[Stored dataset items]

START

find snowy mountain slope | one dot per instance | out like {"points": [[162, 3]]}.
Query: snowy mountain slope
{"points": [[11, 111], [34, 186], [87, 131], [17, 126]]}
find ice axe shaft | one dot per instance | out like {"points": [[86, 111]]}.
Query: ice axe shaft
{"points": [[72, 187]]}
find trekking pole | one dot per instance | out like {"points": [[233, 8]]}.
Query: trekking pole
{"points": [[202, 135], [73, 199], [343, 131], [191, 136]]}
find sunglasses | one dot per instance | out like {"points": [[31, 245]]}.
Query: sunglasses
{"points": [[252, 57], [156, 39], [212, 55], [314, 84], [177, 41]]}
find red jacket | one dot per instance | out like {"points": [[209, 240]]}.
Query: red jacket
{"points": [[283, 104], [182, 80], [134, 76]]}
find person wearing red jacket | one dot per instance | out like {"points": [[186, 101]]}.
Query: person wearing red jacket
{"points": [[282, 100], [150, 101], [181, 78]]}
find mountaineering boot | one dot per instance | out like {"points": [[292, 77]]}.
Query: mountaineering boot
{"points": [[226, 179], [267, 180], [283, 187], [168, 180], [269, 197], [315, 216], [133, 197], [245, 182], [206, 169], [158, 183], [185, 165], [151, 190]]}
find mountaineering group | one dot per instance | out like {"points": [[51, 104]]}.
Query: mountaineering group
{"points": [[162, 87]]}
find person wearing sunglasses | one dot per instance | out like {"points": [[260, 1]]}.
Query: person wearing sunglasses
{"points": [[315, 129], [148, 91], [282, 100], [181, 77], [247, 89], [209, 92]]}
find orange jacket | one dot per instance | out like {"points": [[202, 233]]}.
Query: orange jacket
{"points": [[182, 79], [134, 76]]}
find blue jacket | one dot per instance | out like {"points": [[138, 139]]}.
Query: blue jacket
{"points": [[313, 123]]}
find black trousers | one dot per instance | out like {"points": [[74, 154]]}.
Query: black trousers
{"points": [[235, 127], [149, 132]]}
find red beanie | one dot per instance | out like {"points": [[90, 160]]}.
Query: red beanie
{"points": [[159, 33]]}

END

WORK REQUIRED
Rewrite everything from the line containing "find black trousers" down to the end of the records as a JSON list of strings. Use one string per line and leave out any blank lines.

WRITTEN SOLUTION
[
  "find black trousers | one dot per instance | out like {\"points\": [[74, 154]]}.",
  "Query: black trousers",
  "{\"points\": [[235, 127], [149, 132]]}",
  "find red beanie | one dot per instance | out like {\"points\": [[90, 160]]}.",
  "Query: red beanie",
  "{\"points\": [[159, 33]]}"
]